• [TASK GOAL]: Read the data that follows. Then repeat it exactly.

Referring expression data
###
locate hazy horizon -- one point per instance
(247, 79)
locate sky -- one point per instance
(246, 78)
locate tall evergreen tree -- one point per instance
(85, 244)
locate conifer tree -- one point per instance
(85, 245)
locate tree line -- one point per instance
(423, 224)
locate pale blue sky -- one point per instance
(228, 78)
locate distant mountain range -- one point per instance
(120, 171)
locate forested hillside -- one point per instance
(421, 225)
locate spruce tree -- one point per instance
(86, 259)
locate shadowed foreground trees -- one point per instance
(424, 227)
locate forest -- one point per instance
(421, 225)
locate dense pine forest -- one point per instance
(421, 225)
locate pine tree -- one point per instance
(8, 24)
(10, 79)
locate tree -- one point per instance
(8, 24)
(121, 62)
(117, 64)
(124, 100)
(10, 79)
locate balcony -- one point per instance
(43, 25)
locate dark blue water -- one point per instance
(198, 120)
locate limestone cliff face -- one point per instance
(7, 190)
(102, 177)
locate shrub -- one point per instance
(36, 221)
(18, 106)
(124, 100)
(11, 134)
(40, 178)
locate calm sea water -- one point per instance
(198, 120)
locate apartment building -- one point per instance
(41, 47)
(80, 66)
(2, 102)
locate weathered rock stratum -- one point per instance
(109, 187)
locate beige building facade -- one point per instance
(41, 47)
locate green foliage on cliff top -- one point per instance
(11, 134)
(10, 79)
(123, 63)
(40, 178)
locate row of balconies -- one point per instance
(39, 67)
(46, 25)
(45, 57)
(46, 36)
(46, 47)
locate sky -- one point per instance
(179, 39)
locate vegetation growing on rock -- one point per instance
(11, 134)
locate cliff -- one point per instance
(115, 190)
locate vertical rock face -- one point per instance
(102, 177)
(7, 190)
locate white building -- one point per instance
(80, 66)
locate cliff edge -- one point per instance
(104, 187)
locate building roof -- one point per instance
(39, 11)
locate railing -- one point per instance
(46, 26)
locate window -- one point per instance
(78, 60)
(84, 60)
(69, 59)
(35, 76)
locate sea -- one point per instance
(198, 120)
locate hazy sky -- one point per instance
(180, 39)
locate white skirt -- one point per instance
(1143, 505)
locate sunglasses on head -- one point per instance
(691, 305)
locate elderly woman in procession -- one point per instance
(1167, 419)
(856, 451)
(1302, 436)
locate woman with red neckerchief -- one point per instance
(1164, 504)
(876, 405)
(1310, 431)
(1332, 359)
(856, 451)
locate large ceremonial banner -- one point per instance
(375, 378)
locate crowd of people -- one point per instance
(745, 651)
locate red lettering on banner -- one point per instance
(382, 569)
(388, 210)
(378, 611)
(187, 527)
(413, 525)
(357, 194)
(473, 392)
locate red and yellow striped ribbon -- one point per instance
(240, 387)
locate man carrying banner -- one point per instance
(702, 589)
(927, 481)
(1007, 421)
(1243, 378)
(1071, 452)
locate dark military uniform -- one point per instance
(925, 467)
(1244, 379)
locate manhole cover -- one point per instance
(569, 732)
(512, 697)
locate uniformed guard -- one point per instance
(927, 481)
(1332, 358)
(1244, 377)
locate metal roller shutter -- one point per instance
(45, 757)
###
• [ANSWER SECTION]:
locate hazy horizon -- one point per instance
(247, 79)
locate sky -- one point per instance
(246, 78)
locate tall evergreen tree -- one point per instance
(85, 244)
locate conifer tree -- one point per instance
(85, 245)
locate tree line -- one point per instance
(423, 224)
locate pale blue sky -- one point per instance
(228, 78)
locate distant mountain range -- one point per instance
(120, 171)
locate forested hillside -- one point per instance
(421, 225)
locate spruce tree -- one point per instance
(86, 259)
locate shadowed foreground trees -- one point per instance
(424, 227)
locate forest -- one point per instance
(421, 225)
locate dense pine forest -- one point per instance
(421, 225)
locate pine tree -- one point per instance
(8, 24)
(10, 79)
locate tree -- one point per instance
(8, 24)
(121, 62)
(117, 64)
(124, 100)
(10, 79)
locate balcony -- one point per instance
(43, 25)
locate dark blue water -- one point per instance
(198, 120)
locate limestone cliff face -- one point per instance
(7, 190)
(102, 177)
locate shrub -- one point per instance
(36, 221)
(18, 106)
(124, 100)
(11, 134)
(40, 178)
locate calm sea water -- one point per instance
(198, 120)
locate apartment building -- one point per instance
(41, 47)
(80, 66)
(2, 102)
locate weathered rock stratum -- one point per instance
(109, 187)
locate beige building facade -- one point per instance
(41, 47)
locate green foliage on cliff top -- one point per instance
(11, 134)
(10, 79)
(123, 63)
(40, 178)
locate row of balconies -- one point per instance
(39, 67)
(46, 25)
(45, 57)
(46, 36)
(46, 47)
locate sky -- one point per instance
(179, 39)
locate vegetation growing on rock -- one point per instance
(11, 134)
locate cliff -- one point per instance
(115, 190)
locate vertical rock face -- one point per instance
(102, 177)
(7, 190)
locate white building -- one point per instance
(80, 66)
locate cliff edge -- one point per instance
(104, 187)
locate building roof -- one point per instance
(39, 11)
locate railing -- one point per instance
(46, 26)
locate window -- one point per instance
(78, 60)
(84, 60)
(69, 59)
(35, 76)
locate sea -- one point per instance
(198, 120)
locate hazy sky -- one point per instance
(180, 39)
locate white skirt -- one point per instance
(1143, 505)
locate sunglasses on head -- one point per instance
(691, 305)
locate elderly woman in procession -- one point per instance
(1167, 419)
(856, 451)
(1302, 436)
locate woman with red neckerchief -- one point per instance
(1164, 504)
(876, 405)
(1310, 431)
(1332, 359)
(856, 451)
locate large ceremonial banner -- one point per instance
(375, 378)
locate crowd of people -- one point per instance
(745, 651)
locate red lettering on banner -- one point per instance
(382, 569)
(388, 210)
(378, 611)
(187, 527)
(413, 525)
(357, 194)
(473, 392)
locate red and yellow striped ribbon -- one point per instance
(240, 387)
locate man carrying banner -- one point per instance
(702, 589)
(927, 481)
(1007, 421)
(1243, 378)
(1071, 452)
locate dark military uniform -- one point per instance
(925, 467)
(1244, 379)
locate manhole cover -- one point per instance
(569, 732)
(512, 697)
locate uniformed guard -- one point per instance
(927, 481)
(1332, 358)
(1244, 377)
locate metal roller shutter -- one point per instance
(45, 757)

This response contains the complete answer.